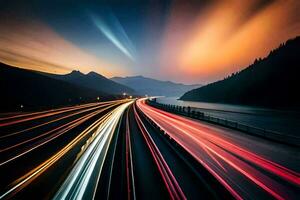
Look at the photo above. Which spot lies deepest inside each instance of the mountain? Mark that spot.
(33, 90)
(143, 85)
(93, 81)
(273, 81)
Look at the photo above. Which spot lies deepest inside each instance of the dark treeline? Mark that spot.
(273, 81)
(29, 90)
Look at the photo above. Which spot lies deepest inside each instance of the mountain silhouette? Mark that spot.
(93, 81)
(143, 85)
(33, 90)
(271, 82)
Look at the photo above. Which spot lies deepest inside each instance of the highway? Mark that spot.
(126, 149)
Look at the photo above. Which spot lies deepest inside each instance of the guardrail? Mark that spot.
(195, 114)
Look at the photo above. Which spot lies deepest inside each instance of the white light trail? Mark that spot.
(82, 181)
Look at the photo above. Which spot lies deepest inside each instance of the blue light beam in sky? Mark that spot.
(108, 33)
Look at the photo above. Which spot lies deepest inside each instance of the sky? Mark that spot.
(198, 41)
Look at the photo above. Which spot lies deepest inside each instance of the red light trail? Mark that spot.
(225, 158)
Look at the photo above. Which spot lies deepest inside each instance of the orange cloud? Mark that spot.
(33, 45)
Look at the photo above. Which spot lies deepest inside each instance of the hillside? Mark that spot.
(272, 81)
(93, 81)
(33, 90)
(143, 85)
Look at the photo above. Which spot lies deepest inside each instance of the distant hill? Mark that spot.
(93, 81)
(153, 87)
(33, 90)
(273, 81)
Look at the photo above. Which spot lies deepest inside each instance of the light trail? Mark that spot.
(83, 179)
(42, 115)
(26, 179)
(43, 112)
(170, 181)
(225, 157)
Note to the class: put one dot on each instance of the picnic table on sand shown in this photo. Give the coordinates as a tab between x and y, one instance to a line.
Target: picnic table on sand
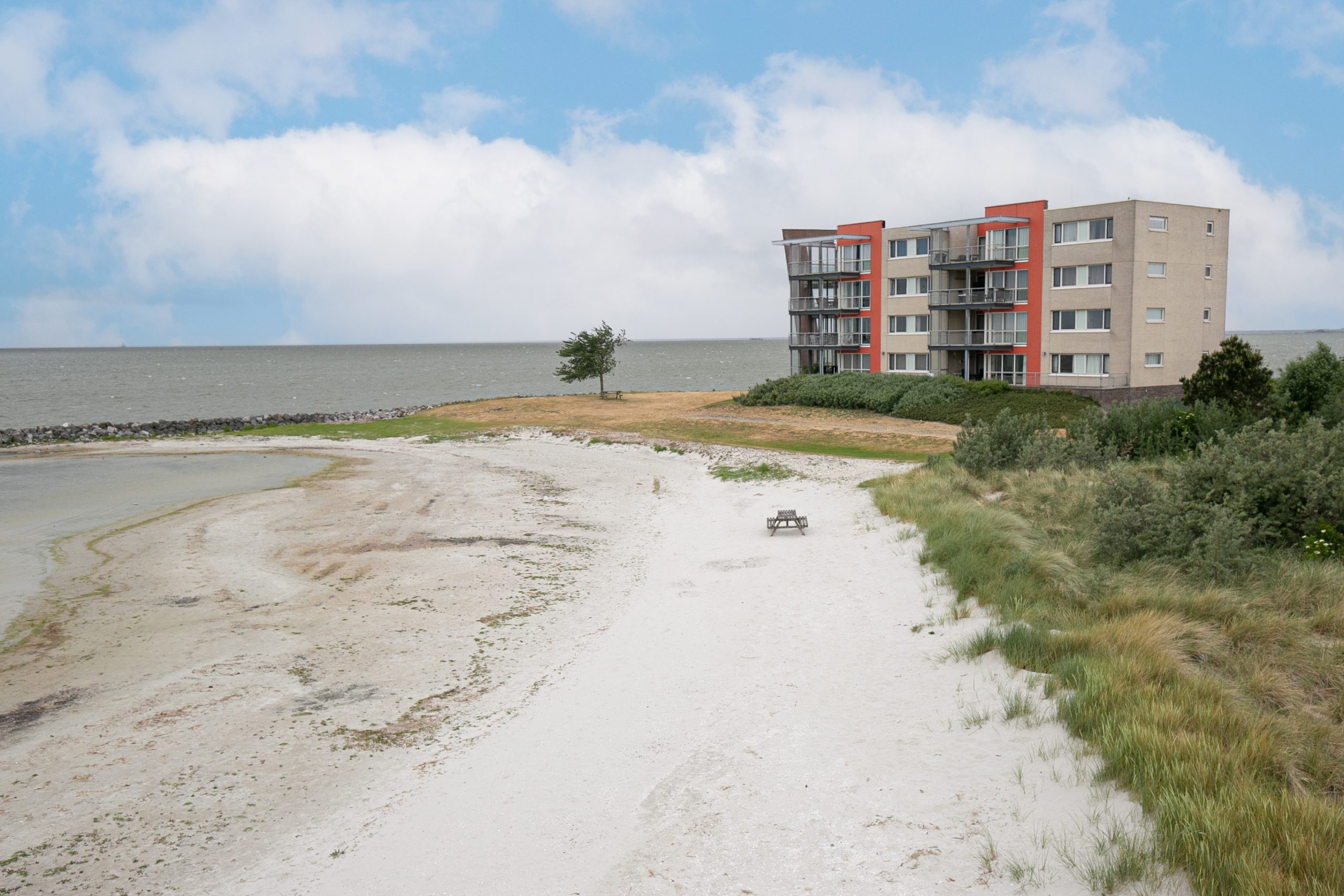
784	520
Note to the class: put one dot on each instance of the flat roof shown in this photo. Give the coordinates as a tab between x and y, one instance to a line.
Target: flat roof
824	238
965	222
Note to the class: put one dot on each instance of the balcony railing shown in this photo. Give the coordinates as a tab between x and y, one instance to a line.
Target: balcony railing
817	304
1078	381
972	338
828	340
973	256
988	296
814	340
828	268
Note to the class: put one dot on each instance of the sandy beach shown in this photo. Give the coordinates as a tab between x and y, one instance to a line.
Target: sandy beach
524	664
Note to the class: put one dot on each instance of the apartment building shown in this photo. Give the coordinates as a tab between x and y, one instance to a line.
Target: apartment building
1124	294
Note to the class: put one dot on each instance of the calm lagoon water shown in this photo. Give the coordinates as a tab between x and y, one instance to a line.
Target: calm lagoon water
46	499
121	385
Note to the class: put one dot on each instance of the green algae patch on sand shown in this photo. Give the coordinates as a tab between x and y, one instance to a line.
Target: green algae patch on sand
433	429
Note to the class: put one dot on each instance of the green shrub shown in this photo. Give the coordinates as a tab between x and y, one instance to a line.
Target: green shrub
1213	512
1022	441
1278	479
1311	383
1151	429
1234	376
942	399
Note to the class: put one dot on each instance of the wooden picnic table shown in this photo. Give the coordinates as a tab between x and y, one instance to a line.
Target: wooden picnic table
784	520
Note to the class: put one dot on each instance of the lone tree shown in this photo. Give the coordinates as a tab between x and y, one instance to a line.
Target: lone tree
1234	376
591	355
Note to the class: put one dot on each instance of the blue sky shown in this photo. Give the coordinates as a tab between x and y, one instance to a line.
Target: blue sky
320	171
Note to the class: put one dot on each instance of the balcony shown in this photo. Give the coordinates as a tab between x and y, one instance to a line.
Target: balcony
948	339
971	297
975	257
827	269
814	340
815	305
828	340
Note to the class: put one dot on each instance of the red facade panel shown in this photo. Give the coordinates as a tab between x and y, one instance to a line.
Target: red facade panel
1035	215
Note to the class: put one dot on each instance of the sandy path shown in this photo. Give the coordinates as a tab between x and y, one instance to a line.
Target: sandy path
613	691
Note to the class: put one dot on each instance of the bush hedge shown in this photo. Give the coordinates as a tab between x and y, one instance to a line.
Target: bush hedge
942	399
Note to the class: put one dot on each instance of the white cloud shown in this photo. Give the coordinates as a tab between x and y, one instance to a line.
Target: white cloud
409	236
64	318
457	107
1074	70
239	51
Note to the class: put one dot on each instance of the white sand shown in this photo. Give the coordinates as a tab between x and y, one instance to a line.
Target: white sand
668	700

● Exercise requirements: Write out all of the material above again, swapping "photo" for "image" wherever it occurs and changing nothing else. Leave the pictures out.

● Output for this task:
Look at the image above. Which spot lies deepest inside each instance of the mountain? Mark that spot.
(33, 90)
(143, 85)
(93, 81)
(273, 81)
Look at the image above. Which spot lies deepest inside each instance of the dark treeline? Mark that spot.
(273, 81)
(29, 90)
Look at the image above. Which spot lies deepest inside each instance of the mountain silhouette? Mark that spot.
(93, 81)
(143, 85)
(33, 90)
(271, 82)
Look at the image above. Which spot lies deepest inside each instance of the highway? Mark that spot.
(126, 149)
Look at the image above. Which spot lies deepest inside each instance of the guardrail? Mark that spot.
(195, 114)
Look at the image above. Which spot lies deepest inside each instance of the white light trail? Mark that spot.
(82, 181)
Look at the image above. Which spot lies deepest inside each instance of the blue light beam in sky? Mark that spot.
(108, 33)
Look at the image above. Which spot lies deepest inside each instance of the sky? Mark that spot.
(198, 41)
Look at the image above. Which spot lies deepest inside each instance of the red light trail? Mark that spot.
(225, 158)
Look at the image above. Which spot lies deepest inside each instance of the orange cloud? Mark that spot.
(33, 45)
Look at the image above. Which spot lies deepest inside each instance of the hillside? Mark that spot.
(272, 81)
(93, 81)
(33, 90)
(143, 85)
Look at the image above. Which spot lies deepest inside each instance of the distant hill? Mark that spot.
(93, 81)
(153, 87)
(33, 90)
(273, 81)
Look at the image above. Which spot lies deepest inside each instance of the light trail? Mark that spot.
(83, 179)
(42, 115)
(26, 179)
(43, 112)
(170, 181)
(225, 157)
Note to the class: put one dot on each instance of the picnic table on sand shown in this image. Give the coordinates as a tab between x and y, one instance to a line.
Target: picnic table on sand
784	520
Note to the class: put one dot on each instance of the flat roof shown in this image. Give the coordinates as a tab between x and y, one instance to a line.
Target: flat roof
824	238
965	222
Note to the class: put one dot on each instance of the balcony railing shown in this image. Give the coordinates as a tab between x and y, one instance to a line.
Target: balcony railing
817	304
1078	381
972	338
828	340
973	256
988	296
814	340
828	268
Note to the class: put one dot on each instance of the sandy beach shown in this image. Give the coordinates as a tab between x and y, one instance to a line.
Target: sandy beach
524	664
Note to the class: put one dot on each instance of the apartment building shown in this image. Give the coordinates as a tab between x and y, one instance to a line.
Target: apartment building
1124	294
Note to the class: put one dot on each instance of the calm lagoon water shown in this image. Give the coordinates as a tab between x and y, one instance to a line.
Target: calm lagoon water
46	499
121	385
Note to the class: put one dot on each instance of the green algae patch on sand shown in this image. Give the coordinates as a tab between x and y, one instance to a line.
Target: green algae patch on sand
433	429
Note to the class: put one dot on each instance of the green shrub shown in this image. Give the coordinates as a tab between x and y, one instance to a line.
Target: green shrub
1213	512
1022	441
1278	479
1311	383
1151	429
1234	376
942	399
Note to the class: put one dot on each instance of the wooden picnic table shown in this image. Give the coordinates as a tab between x and y, one instance to a line.
Target: wooden picnic table
784	520
Note to the class: put one dot on each instance of the lone tree shown in this image. Give the coordinates as a tab between x and y, one instance to a line.
Target: lone tree
1234	376
591	355
Note to the class: put one dot on each instance of the blue sky shown in this image. Give the coordinates as a tab between x and y, one instance to a line.
Target: blue sky
320	171
Note to the class: put one dot on each instance of the balcony shown in this image. Give the coordinates as a tab between x and y, one instance to a line.
Target: balcony
948	339
971	297
975	257
827	269
814	340
815	305
828	340
Note to the class: put one dot on each instance of the red facade panel shown in this image. Give the coordinates as a tab between x and y, one instance to a line.
Target: red facade panel
1035	215
Note to the class: put one dot on each instance of the sandy path shown in this image. Give the coordinates as a tab between x and y, one instance to a line.
Target: sandy path
613	691
Note to the class: put one dot on each instance of the bush hedge shown in this image. Give the coordinates as a tab between x and y, one instance to a line.
Target: bush hedge
942	399
Note to the class: put one dot on each instance of the white cloud shown in this image. Give the coordinates as a tab between x and y, one instance to a line.
Target: white cloud
409	236
64	318
457	107
1074	70
239	51
Note to the class: put one dot on each instance of the white sand shown in this image. Give the coordinates as a tab between x and y, one instance to a line.
Target: white sand
668	700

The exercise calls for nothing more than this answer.